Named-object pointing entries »
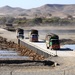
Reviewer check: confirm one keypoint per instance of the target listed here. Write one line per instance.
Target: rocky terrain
(45, 11)
(23, 51)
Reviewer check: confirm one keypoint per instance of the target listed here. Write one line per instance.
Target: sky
(28, 4)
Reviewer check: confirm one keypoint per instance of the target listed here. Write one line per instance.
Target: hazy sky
(27, 4)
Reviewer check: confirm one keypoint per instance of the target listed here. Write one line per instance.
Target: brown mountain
(45, 10)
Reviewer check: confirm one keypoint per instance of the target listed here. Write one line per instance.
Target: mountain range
(44, 11)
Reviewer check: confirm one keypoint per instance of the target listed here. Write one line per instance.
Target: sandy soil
(65, 63)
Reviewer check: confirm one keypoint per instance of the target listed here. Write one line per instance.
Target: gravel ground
(66, 65)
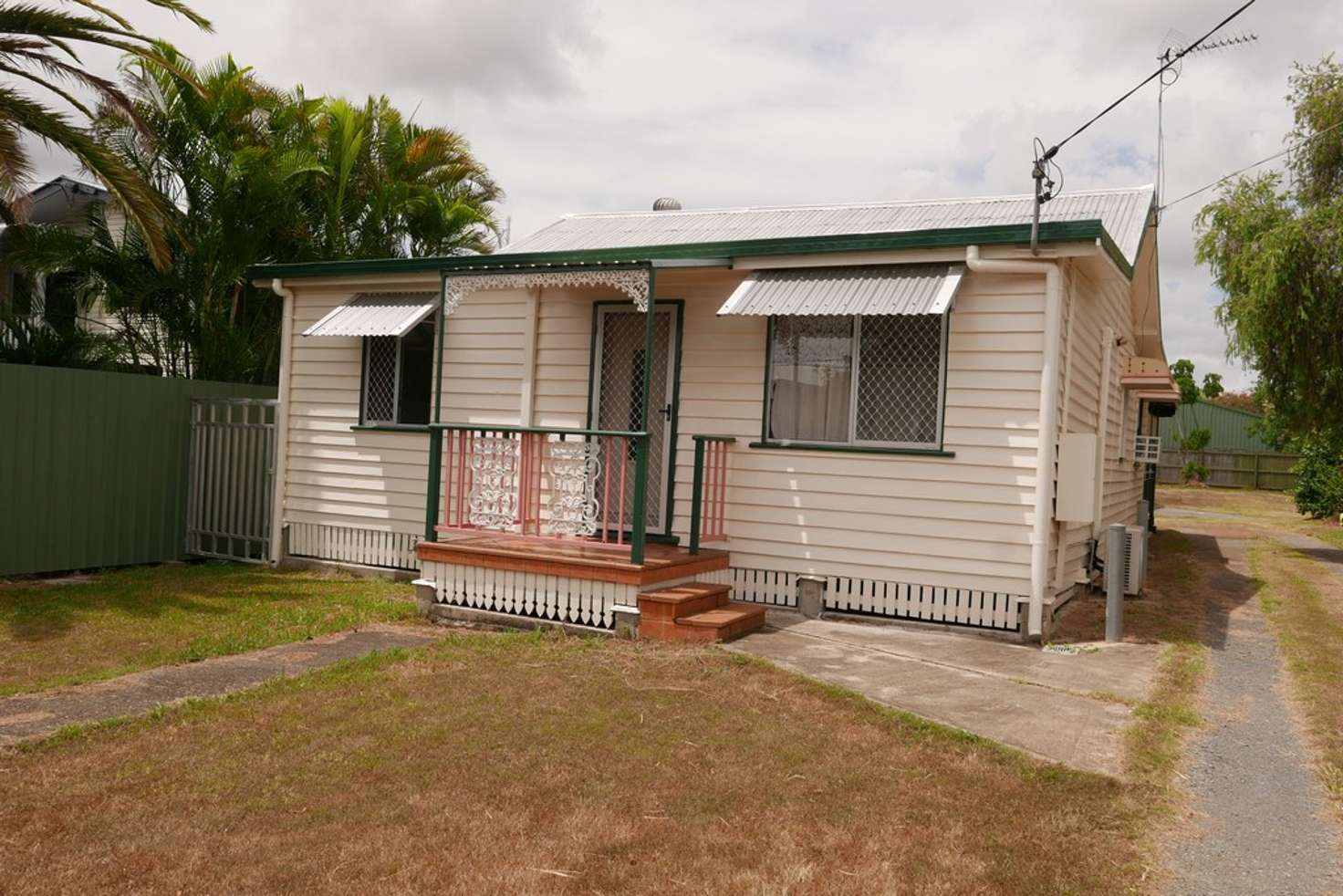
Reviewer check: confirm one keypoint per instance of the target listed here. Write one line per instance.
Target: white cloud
(582, 105)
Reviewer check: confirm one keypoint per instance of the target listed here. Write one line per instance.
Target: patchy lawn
(547, 763)
(1268, 509)
(1177, 611)
(1305, 605)
(121, 620)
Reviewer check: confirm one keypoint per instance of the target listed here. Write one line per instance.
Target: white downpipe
(1069, 304)
(286, 341)
(1047, 432)
(1107, 361)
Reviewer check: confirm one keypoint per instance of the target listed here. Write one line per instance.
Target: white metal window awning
(376, 315)
(887, 289)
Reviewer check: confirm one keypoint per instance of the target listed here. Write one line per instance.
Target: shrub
(1319, 480)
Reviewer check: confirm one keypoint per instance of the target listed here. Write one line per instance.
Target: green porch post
(638, 537)
(697, 495)
(435, 437)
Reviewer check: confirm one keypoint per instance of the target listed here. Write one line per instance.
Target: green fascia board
(714, 254)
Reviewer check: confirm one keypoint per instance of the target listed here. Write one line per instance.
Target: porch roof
(888, 289)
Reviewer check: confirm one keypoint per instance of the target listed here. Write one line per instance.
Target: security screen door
(617, 401)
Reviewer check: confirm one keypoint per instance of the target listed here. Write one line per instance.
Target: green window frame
(396, 379)
(875, 399)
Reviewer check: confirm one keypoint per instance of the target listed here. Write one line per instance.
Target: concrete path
(1260, 816)
(39, 714)
(1037, 702)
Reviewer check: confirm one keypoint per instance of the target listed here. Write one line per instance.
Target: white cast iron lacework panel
(495, 483)
(574, 469)
(633, 282)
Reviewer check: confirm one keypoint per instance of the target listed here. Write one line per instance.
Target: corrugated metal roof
(888, 289)
(376, 315)
(1123, 213)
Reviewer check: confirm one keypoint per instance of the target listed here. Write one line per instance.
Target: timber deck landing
(574, 557)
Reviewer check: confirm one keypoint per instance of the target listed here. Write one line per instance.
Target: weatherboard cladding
(1123, 213)
(376, 315)
(888, 289)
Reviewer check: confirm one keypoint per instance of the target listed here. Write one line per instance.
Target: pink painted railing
(540, 483)
(709, 491)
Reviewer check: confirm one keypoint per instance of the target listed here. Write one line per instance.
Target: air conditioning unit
(1135, 557)
(1147, 449)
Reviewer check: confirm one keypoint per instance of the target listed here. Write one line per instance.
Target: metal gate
(233, 477)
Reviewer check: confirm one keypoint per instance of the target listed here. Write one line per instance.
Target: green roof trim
(939, 238)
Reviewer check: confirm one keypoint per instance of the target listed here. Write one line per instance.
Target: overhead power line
(1044, 162)
(1146, 81)
(1261, 161)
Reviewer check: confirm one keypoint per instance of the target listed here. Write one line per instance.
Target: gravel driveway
(1260, 813)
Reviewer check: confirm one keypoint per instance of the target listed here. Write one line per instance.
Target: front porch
(575, 523)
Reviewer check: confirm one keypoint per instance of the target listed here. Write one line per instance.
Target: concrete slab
(1121, 669)
(1012, 693)
(37, 714)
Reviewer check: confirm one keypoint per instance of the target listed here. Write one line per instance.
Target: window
(869, 380)
(399, 376)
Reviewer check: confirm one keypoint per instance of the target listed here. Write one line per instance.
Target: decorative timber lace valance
(633, 282)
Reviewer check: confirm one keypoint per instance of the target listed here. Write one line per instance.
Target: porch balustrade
(543, 483)
(709, 491)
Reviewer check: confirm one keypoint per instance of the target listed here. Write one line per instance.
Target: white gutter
(1047, 430)
(286, 341)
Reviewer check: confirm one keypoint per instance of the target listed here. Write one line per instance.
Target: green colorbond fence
(1231, 427)
(93, 466)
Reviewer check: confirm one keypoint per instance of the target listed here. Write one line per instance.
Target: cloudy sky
(591, 105)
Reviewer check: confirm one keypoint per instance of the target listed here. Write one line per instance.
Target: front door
(618, 391)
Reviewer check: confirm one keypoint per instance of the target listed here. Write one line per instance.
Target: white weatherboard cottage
(901, 399)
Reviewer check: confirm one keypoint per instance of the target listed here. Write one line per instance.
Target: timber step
(696, 611)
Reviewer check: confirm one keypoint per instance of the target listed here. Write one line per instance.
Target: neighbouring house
(62, 202)
(666, 409)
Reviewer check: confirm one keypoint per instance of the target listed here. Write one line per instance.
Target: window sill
(849, 449)
(391, 427)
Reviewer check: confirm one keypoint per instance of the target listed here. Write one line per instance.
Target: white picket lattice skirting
(773, 588)
(892, 599)
(529, 594)
(956, 606)
(352, 545)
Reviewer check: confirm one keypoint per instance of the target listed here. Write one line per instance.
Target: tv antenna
(1044, 161)
(1174, 47)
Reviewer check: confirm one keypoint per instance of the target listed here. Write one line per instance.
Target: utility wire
(1261, 161)
(1149, 78)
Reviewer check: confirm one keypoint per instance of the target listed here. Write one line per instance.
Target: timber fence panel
(94, 466)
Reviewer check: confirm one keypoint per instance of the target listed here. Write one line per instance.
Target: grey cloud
(606, 104)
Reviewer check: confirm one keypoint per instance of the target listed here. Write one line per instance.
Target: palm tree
(254, 173)
(37, 45)
(389, 187)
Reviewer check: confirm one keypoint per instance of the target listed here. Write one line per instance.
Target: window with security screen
(399, 376)
(867, 380)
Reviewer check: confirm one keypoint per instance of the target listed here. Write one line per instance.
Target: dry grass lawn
(523, 763)
(1305, 603)
(1266, 509)
(93, 628)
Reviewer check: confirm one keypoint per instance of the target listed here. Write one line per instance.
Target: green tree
(37, 46)
(255, 173)
(1274, 247)
(1197, 438)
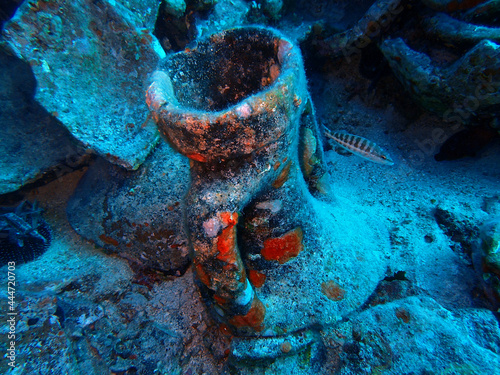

Given instruction » Select every line of the entries that contains the word "front", and copy each one.

Problem solution »
Target: front porch
Target: front door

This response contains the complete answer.